*** Task material ***

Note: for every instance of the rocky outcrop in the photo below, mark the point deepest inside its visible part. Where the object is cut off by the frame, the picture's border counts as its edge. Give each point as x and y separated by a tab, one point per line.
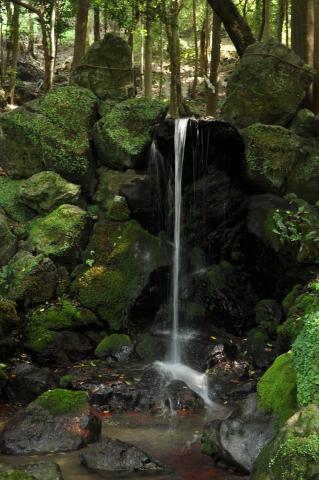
67	413
239	439
114	456
123	134
107	69
50	134
45	191
268	86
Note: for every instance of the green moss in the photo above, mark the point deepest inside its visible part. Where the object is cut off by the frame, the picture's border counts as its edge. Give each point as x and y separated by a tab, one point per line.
124	256
112	344
61	233
9	200
60	401
299	306
277	388
125	131
12	474
44	322
306	359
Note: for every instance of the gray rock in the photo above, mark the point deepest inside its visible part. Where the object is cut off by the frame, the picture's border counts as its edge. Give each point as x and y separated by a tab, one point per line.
119	457
268	86
106	69
240	438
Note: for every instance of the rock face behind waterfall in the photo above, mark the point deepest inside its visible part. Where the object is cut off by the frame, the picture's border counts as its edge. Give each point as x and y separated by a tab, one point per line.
107	70
268	86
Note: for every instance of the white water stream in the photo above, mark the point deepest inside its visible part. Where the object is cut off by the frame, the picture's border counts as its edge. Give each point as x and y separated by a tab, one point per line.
174	369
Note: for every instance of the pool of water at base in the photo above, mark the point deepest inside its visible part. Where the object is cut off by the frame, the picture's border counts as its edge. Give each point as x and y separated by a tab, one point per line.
174	440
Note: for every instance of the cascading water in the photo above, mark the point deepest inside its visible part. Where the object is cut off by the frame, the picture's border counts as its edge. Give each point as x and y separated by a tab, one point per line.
174	369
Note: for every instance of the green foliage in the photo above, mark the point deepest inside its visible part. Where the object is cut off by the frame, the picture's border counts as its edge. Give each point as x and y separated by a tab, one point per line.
277	389
306	359
60	401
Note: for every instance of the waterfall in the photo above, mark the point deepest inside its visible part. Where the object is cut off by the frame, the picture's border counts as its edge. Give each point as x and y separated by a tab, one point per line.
179	143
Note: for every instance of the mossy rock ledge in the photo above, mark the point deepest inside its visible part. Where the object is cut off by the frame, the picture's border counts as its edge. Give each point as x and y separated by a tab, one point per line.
52	133
57	421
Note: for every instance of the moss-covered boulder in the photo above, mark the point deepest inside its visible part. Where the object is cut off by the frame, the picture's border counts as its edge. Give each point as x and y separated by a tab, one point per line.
61	234
294	452
277	389
120	259
288	226
117	345
9	327
305	124
57	421
47	190
10	201
123	134
44	323
50	134
298	303
268	86
8	241
106	69
28	279
306	358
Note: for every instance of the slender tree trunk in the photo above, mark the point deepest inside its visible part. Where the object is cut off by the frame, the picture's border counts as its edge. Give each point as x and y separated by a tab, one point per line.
212	97
236	26
315	100
148	51
97	24
194	87
15	54
81	29
280	19
53	41
302	28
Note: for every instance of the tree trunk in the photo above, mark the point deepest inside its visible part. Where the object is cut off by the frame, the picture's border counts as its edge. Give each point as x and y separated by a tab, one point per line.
15	54
315	99
97	24
281	13
148	52
80	31
212	97
194	87
302	28
236	26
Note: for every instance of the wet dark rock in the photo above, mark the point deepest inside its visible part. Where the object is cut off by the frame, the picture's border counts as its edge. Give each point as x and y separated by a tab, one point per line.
26	382
114	456
51	424
33	471
239	439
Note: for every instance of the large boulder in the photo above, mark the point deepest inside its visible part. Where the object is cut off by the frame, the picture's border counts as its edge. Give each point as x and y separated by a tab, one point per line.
61	234
10	201
279	161
106	69
121	257
293	453
45	322
268	86
31	471
57	421
50	134
8	241
117	457
29	279
46	191
240	438
122	135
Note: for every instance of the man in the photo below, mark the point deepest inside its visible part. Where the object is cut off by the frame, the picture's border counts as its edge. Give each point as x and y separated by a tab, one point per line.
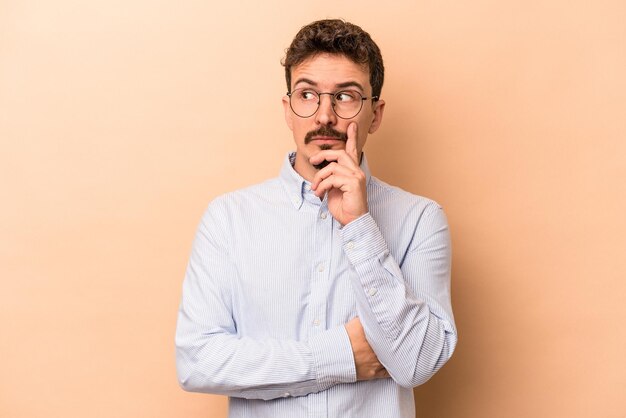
324	292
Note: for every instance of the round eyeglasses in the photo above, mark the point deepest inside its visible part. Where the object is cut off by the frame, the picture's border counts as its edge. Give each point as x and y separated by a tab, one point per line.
345	103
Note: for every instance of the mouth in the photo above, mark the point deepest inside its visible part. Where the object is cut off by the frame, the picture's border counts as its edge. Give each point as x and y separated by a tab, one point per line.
320	140
325	135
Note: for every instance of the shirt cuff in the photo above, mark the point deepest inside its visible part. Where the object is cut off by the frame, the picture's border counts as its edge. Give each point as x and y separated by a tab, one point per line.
362	240
332	354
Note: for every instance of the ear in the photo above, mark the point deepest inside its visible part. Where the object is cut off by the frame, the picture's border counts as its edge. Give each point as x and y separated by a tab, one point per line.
377	119
288	112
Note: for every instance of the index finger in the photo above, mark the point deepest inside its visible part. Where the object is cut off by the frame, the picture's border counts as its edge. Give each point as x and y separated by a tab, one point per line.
351	149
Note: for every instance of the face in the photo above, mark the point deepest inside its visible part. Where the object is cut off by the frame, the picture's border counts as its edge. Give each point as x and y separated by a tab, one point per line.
329	73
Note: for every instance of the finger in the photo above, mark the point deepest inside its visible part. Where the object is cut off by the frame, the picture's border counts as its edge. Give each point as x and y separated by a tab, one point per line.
351	149
331	169
342	183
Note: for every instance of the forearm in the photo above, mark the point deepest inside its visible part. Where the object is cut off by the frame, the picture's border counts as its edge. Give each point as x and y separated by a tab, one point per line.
404	311
225	364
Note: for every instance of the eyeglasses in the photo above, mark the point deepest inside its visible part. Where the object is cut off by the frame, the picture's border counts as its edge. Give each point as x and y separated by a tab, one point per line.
345	103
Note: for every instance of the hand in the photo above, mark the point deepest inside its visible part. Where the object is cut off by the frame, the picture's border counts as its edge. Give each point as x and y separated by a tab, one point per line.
343	180
365	360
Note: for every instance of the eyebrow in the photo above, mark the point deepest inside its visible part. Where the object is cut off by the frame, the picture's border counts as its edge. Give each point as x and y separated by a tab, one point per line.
340	85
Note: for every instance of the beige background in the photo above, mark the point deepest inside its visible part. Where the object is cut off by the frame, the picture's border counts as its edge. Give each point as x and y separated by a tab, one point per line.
120	120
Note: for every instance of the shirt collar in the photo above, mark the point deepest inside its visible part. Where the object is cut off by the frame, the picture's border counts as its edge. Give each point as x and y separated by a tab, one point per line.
296	186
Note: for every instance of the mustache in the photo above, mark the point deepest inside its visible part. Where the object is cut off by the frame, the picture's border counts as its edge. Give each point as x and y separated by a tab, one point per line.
325	131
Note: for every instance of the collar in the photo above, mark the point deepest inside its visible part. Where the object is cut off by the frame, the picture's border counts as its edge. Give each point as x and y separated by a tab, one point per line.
296	186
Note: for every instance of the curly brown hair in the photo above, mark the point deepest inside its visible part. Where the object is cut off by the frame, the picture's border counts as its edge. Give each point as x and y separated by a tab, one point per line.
336	36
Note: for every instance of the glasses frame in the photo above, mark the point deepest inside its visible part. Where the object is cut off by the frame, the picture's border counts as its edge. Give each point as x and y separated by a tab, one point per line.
333	101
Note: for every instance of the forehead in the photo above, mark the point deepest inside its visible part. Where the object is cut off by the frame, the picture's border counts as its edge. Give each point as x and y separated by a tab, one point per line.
330	71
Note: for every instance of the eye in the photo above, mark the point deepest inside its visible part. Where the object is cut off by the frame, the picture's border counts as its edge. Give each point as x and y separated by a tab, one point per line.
306	95
346	96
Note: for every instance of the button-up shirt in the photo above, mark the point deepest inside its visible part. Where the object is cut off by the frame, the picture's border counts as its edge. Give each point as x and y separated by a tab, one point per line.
272	279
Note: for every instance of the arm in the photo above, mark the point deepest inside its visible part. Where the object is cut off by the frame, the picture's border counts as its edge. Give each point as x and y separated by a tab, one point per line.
212	357
405	310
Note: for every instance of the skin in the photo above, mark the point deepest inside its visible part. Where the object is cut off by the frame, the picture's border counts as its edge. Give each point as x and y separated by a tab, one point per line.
342	181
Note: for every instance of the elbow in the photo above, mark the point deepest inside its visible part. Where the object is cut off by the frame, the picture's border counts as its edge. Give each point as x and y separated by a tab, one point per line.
426	366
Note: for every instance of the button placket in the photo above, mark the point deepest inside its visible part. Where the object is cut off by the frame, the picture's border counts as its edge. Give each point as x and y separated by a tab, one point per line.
321	270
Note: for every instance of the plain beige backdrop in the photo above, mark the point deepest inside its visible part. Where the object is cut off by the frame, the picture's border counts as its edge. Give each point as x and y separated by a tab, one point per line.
121	120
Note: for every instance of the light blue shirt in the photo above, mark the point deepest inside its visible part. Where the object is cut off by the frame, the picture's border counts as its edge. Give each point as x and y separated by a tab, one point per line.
272	279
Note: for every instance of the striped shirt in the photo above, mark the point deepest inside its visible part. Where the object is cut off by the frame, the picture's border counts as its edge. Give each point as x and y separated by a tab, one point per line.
272	279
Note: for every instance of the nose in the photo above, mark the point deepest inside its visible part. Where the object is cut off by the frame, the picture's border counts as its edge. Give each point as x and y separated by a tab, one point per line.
325	114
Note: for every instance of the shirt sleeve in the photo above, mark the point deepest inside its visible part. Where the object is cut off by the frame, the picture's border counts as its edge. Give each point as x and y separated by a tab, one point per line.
405	308
210	355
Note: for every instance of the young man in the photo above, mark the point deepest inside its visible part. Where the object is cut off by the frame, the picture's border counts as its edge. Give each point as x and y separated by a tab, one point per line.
323	292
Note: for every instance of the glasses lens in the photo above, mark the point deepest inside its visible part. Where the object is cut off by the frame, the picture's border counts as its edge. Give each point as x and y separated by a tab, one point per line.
347	103
304	102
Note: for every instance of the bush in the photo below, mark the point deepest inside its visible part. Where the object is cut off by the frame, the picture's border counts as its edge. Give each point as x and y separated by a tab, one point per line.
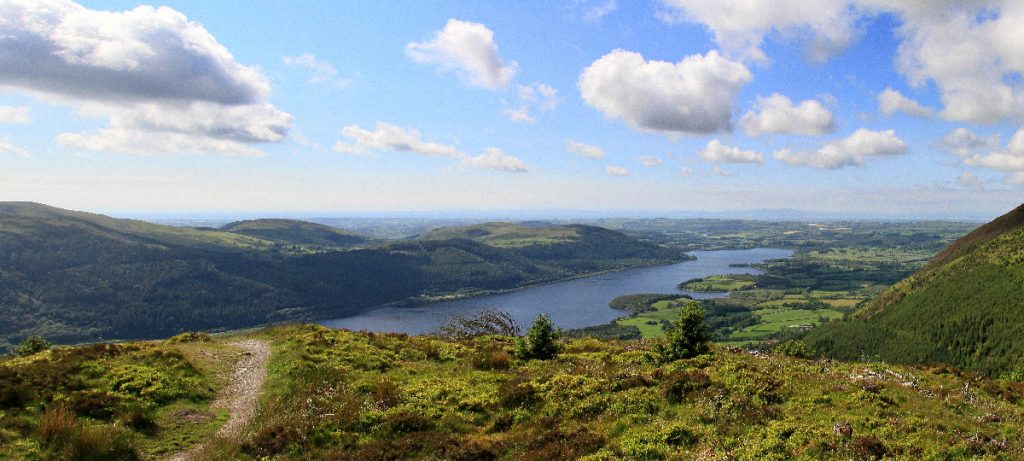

***

How many lines in the items above contain the string "green"? Matching is case-sensitive; reply with the number alone.

### Response to the task
2